## Brief a
Put the coordinate labeling entries into a Markdown table with the columns Row and Entry line. Cover the entries from the line with "Tag each instance of the outdoor" up to and including the last line of the entries, numbering each row and leaving out blank lines.

The target SIR is generally chosen as a function of the required
quality of service, and is currently adjusted by a so-called outer
loop algorithm (as opposed to the preceding one also called inner
loop algorithm). The principle of the outer loop algorithm is to
regularly estimate the quality of service (generally represented by
a bit error rate BER or a frame error rate FER for voice services,
or a block error rate BLER for data packet services) and to compare
the estimated quality with a required quality of service. If the
estimated quality is below the required quality of service, the
target SIR is increased. Otherwise, the target SIR is
decreased.
As opposed to the inner loop algorithm which needs to be rapid to
track the SIR variations as closely as possible, the outer loop
algorithm needs to be slow, since the quality needs to be averaged
over a certain period in order to have a reliable estimate.
Typically, in third generation systems like for example UMTS
("Universal Mobile Telecommunications System"), the SIR of the
received signal is determined and compared to the target SIR every
slot in a frame, while the quality is averaged over several frames
(a slot being an elementary time unit in a data unit, or frame,
transmitted in such a system, the frame duration being typically
equal to 10 ms, and the slot duration to 1/15 of the frame
duration).
Such a slow process may however raise serious problems, in
particular when a so-called compressed mode is used.
The downlink compressed mode has been introduced in UMTS in order
to make possible for a user equipment (UE) to perform measurements
on a frequency different from its downlink transmission frequency.
It consists basically in stopping the downlink transmission during
a certain amount of time (or transmission gap). Simultaneous uplink
and downlink compressed modes can also be used when the measurement
frequency is close to the uplink transmission frequency.
Because the instantaneous bit rate will have to be increased during
compressed frames (by increasing the coding rate or decreasing the
spreading factor), the target SIR also needs to be approximately
increased by the same proportion.
Additionally, since the closed-loop power control is no longer
active during transmission gaps for downlink and uplink, the
performance are significantly degraded, mainly during compressed
frames and recovery frames (frames just following compressed
frames). The degradation can reach several decibels. In order to
keep the same quality of service as in normal (or non-compressed)
mode, this effect would also need to be compensated by increasing
the target SIR during these frames.
However, the outer-loop power control algorithm is a slow process
and several frames will be probably required before changing the
target SIR accordingly. Therefore, it is likely that this process
is too slow to be able to increase the target SIR in compressed and
recovery frames as required. Moreover, the target SIR even risks to
be increased just after compressed and recovery frames where it
would not be needed.

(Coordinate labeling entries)
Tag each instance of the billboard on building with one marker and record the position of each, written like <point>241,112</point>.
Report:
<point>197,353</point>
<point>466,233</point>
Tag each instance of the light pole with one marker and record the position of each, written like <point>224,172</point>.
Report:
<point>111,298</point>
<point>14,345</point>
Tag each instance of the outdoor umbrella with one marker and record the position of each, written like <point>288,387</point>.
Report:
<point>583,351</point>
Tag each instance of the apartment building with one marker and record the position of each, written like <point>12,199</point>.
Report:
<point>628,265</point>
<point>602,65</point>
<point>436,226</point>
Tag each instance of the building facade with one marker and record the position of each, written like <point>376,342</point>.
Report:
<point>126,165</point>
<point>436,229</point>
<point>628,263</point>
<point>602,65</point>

## Brief b
Write what comes next in the passage on outer-loop power control, starting after its final sentence.

## Expected output a
| Row | Entry line |
|---|---|
| 1 | Tag each instance of the outdoor umbrella with one marker and record the position of each, written like <point>288,387</point>. |
| 2 | Report: |
| 3 | <point>583,351</point> |
| 4 | Tag each instance of the apartment building with one marker and record the position of each, written like <point>12,199</point>. |
| 5 | Report: |
| 6 | <point>628,265</point> |
| 7 | <point>602,65</point> |
| 8 | <point>436,226</point> |
| 9 | Tag each instance of the building facade with one marker and record the position of each, written like <point>376,342</point>. |
| 10 | Report: |
| 11 | <point>126,165</point> |
| 12 | <point>436,229</point> |
| 13 | <point>628,263</point> |
| 14 | <point>602,65</point> |

## Expected output b
Thus, there is a need for a faster process than the classical
outer-loop algorithm, in compressed mode, to avoid degrading the
performances.
More generally there is a need for a faster process than the
classical outer-loop algorithm, in any case of change in the
transmission requirements, including: change from a non-compressed
mode to a compressed mode, or vice versa, change in required
service (in particular change in the transmission rate), change in
transmission rate, for a given required service (such as for
example data packet services), change in environment conditions
(such as mobile speed, radio propagation conditions, . . . ), . . .
etc.
Thus there is a general need for a more efficient power control, so
as to improve performances.
SUMMARY OF THE INVENTION
An object of the present invention is therefore a method for
improving performances of a mobile radiocommunication system using
a power control algorithm for controlling a transmit power
according to a transmission quality target value, and an adjustment
algorithm for adjusting said transmission quality target value
according to transmission requirements, said method including, upon
the occurrence of a change in said transmission requirements,
bypassing said adjustment algorithm by applying a corresponding
change to said transmission quality target value, so as to adjust
it in an anticipated way.
According to another object of this invention, said method further
includes, upon the occurrence of a change in said transmission
requirements, bypassing said power control algorithm, by applying a
corresponding change to said transmit power, so as to control it in
an anticipated way.
In this way, performances are still improved by enabling the
transmit power to be as quickly as possible close to the new
transmission quality target value.
According to another object of this invention, said change in the
transmission requirements includes a change from a non-compressed
mode to a compressed mode, and said corresponding change includes
an increase in said transmission quality target value, to be
applied before a compressed frame.
According to another object of this invention, said change in the
transmission requirements includes a change from a non-compressed
mode to a compressed mode, and said corresponding change includes
an increase in said transmission quality target value, to be
applied after a transmission gap of a compressed frame.
According to another object of this invention, said change in the
transmission requirements includes a change from a compressed mode
to a non-compressed mode, and said corresponding change includes a
decrease in said transmission quality target value, to be applied
after a compressed frame.
According to another object of this invention, said change in the
transmission requirements includes a change from a compressed mode
to a non-compressed mode, and said corresponding change includes an
increase in said transmission quality target value, to be applied
during one or more recovery frames following a compressed frame
ending with a transmission gap.
According to another object of the present invention, said
transmission quality is represented by a signal-to-interference
ratio.
According to another object of this invention, said mobile
radiocommunication system is of CDMA type.
According to another object of this invention, said power control
is performed in the uplink transmission direction of said mobile
radiocommunication system.
According to another object of this invention, said power control
is performed in the downlink transmission direction of said mobile
radiocommunication system.
Another object of the present invention is a mobile
radiocommunication system including at least a transmitting entity
and a receiving entity for performing such a method, and wherein
means are provided in a first one of said entities, for, upon the
occurrence of a change in said transmission requirements, bypassing
said adjustment algorithm by applying a corresponding change to
said transmission-quality target value, so as to adjust it in an
anticipated way.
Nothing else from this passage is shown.